* WHAT THIS TASK INVOLVES: In the records below, take the lines from the one containing "of the wispy" through the one containing "x=157, y=284", inclusive. Replace every "wispy cloud" in them with "feathery cloud" and return only those lines, otherwise unchanged.

* DATASET RECORDS:
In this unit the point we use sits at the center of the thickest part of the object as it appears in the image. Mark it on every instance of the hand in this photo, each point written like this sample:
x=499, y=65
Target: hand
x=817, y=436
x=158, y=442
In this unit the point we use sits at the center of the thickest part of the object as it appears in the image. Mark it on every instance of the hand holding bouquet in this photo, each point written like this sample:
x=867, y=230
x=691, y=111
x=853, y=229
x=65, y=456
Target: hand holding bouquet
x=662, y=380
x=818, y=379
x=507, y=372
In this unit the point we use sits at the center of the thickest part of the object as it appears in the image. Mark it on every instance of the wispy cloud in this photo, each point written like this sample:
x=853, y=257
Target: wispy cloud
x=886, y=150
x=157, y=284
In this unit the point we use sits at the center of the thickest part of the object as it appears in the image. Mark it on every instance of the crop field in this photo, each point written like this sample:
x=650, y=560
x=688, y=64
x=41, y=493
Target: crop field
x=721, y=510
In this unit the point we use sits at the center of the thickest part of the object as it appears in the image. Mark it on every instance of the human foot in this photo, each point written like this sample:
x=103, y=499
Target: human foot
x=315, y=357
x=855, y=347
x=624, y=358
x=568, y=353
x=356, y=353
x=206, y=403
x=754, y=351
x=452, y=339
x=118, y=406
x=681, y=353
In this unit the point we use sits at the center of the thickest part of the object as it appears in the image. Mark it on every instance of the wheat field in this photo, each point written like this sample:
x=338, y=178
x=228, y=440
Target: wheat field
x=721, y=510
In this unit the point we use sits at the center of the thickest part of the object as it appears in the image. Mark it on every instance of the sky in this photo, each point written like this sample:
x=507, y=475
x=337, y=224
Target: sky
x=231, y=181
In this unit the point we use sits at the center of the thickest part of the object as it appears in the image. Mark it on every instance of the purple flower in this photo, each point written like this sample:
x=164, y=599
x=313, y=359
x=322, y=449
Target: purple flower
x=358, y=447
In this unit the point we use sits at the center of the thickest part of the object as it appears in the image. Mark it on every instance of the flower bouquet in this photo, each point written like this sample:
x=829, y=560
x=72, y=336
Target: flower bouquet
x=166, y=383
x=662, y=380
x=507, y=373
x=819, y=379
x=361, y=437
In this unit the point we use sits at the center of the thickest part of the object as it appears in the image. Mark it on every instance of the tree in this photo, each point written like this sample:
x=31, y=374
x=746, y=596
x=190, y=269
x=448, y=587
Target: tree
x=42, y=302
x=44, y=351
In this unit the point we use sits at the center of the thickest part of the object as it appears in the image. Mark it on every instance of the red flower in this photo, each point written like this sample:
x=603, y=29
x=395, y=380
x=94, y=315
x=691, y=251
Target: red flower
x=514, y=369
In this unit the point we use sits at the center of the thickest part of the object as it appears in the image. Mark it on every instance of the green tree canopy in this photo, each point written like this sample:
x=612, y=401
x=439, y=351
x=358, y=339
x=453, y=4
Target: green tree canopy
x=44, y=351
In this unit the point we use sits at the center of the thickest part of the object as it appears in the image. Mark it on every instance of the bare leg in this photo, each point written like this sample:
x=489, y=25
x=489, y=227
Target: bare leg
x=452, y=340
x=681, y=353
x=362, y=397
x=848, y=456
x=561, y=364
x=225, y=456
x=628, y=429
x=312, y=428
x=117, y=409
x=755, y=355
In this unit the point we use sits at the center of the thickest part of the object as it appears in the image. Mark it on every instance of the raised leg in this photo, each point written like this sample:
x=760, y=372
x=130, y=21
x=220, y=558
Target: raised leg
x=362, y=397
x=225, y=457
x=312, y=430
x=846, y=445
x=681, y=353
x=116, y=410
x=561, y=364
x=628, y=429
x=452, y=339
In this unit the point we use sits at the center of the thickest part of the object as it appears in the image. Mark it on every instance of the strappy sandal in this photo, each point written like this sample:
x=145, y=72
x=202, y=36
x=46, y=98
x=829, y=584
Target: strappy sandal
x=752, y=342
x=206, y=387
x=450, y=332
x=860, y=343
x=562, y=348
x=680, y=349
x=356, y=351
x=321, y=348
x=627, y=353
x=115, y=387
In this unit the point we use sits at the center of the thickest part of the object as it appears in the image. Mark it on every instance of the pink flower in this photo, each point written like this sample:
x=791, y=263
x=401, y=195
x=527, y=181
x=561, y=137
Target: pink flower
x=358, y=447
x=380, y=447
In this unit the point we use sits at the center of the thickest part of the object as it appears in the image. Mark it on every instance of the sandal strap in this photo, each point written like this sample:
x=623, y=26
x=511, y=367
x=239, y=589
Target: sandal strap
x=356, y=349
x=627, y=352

* EXERCISE RESULT:
In this unit the point we use sits at the center of the thickest part of the object as it appears in the image. Mark it on every instance of the feathery cloud in this photo, each point written like this sample:
x=853, y=257
Target: feathery cloud
x=886, y=150
x=157, y=284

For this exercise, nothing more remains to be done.